>> Start Quoted passage
# vegas indoor



## dwagoner (Sep 27, 2007)

you should do well if your average is 295s, all depends how you will fall in the flights, you can be in top 3 or bottom of a flight, you never know. but vegas rocks youll love it! im glad its close to me as i go every year now after getting into indoor few years ago.

with having a 2.30 time limit you may wanna shoot and use timers, that way you can get used to that time if you dont shoot with that time limit already. and you will shoot top and bottom of target, on the switch theres always someone that forgets and shoots wrong target, maybe practice that too. GL


----------



## indiana35 (Jun 21, 2006)

check out www.archerylessonsonline.com It is hosted by Adam Guggisberg who is a great shooter and coach in his own right. For members we have a weekly online league going on. Shoot your score and e-mail a picture of the target in. All different skill levels, but everyone is encouraging and sharing information. I think membership is $13.95 a month (?), but has been well worth it.


----------



## blueglide1 (Jun 29, 2006)

Concentrate on the super Xs.If you try to hit those the tens will come easier.Aim small,miss small. Make thirty good shots.A normal pace and you will still have plenty time for a let down during the time limit.Just dont daudle around,stay focused on the task at hand and make good shots.


----------



## daniel22 (Nov 23, 2010)

ok and whats a good set up as far as rest arrows and scope???


----------



## blueglide1 (Jun 29, 2006)
>> End Quoted passage
>> Start Dataset entries
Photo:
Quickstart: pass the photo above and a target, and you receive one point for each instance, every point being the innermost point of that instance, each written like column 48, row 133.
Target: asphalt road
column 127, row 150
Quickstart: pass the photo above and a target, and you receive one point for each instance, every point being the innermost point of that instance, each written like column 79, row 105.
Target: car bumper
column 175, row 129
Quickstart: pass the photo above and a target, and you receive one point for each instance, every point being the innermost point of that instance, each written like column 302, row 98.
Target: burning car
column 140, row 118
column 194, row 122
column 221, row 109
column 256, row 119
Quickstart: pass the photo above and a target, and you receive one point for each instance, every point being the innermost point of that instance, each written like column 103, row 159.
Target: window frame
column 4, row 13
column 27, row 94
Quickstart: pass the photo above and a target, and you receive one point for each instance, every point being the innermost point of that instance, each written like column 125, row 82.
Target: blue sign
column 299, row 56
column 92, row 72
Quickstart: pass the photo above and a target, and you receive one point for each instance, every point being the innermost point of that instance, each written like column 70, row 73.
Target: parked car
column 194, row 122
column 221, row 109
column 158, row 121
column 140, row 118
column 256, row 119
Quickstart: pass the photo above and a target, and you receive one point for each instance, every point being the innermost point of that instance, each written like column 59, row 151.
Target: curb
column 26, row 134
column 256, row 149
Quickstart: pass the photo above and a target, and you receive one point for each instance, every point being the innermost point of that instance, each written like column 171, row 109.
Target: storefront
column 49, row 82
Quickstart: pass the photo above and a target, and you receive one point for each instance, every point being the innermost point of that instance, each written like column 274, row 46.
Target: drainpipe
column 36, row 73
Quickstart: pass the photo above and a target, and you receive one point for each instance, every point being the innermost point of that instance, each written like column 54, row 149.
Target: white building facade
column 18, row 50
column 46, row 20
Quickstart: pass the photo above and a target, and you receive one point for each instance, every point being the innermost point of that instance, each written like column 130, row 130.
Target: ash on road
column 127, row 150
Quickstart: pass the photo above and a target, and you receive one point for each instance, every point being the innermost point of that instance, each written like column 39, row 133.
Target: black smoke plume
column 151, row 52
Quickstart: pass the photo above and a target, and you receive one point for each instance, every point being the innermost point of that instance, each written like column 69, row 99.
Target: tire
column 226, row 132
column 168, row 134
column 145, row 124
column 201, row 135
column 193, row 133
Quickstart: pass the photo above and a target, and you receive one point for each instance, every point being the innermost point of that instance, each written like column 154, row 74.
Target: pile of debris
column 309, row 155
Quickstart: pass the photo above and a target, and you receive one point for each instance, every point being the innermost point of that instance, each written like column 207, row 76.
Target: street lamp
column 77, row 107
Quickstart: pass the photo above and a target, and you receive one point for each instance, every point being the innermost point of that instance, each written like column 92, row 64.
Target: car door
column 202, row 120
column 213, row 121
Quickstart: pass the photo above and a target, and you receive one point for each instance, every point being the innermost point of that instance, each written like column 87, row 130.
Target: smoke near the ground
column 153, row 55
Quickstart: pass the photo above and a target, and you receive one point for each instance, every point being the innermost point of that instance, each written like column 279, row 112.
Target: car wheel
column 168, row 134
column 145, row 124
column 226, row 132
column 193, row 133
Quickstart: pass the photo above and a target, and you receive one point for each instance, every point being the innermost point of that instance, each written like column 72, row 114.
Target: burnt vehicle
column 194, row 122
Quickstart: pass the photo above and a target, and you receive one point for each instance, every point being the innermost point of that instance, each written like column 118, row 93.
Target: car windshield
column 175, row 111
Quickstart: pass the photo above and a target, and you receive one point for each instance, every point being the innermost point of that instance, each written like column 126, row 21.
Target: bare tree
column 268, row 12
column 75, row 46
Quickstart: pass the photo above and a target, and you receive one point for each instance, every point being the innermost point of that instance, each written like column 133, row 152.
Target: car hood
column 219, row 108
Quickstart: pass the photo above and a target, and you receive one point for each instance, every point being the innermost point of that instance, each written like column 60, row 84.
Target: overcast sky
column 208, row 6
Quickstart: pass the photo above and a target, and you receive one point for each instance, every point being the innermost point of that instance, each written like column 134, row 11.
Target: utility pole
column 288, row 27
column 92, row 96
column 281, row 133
>> End Dataset entries
Complete the following:
1) In the Vegas indoor archery thread, what does blueglide1 advise concentrating on so that the tens come easier?
2) Carry on the Vegas indoor archery thread from its final line.
The records have no connection to the Vegas indoor archery thread.

Answers for this exercise:
1) The super Xs.

2)
Everyones different in what they shoot and like.My personal set up is a wide blade rest and Carbon express X Jammer 27s.30in long with 230grn heads and four inch straight fletch offset feathers.alot of guys run small vanes but I prefer feathers.I have a Specialty Archery 1,5/8 scope housing and an 8x lens with a #3 clarifier red..Most cant handle that kind of power in a lens.If you are starting out I would try a 4x.My bow is a Hoyt Contender Elite at 57 lbs.


----------



## NEVADAPRO (Jul 5, 2007)

Shoot 30, one arrow tournaments! This is a big tournament and you will be on the line with hundreds of shooters, so stay in your lane and your lane only. Meaning, don't worry about the people around you. You can only control you and the arrow you are about to shoot. You have no control over the arrows you have already shot, good or bad and no control over the arrows in your quiver. Keep all of your concentration on the arrow you have loaded and are ready to shoot and follow your shot sequence to the letter on every shot. And remember...it's not life or death! It's an archery tournament....have fun and stay relaxed!!!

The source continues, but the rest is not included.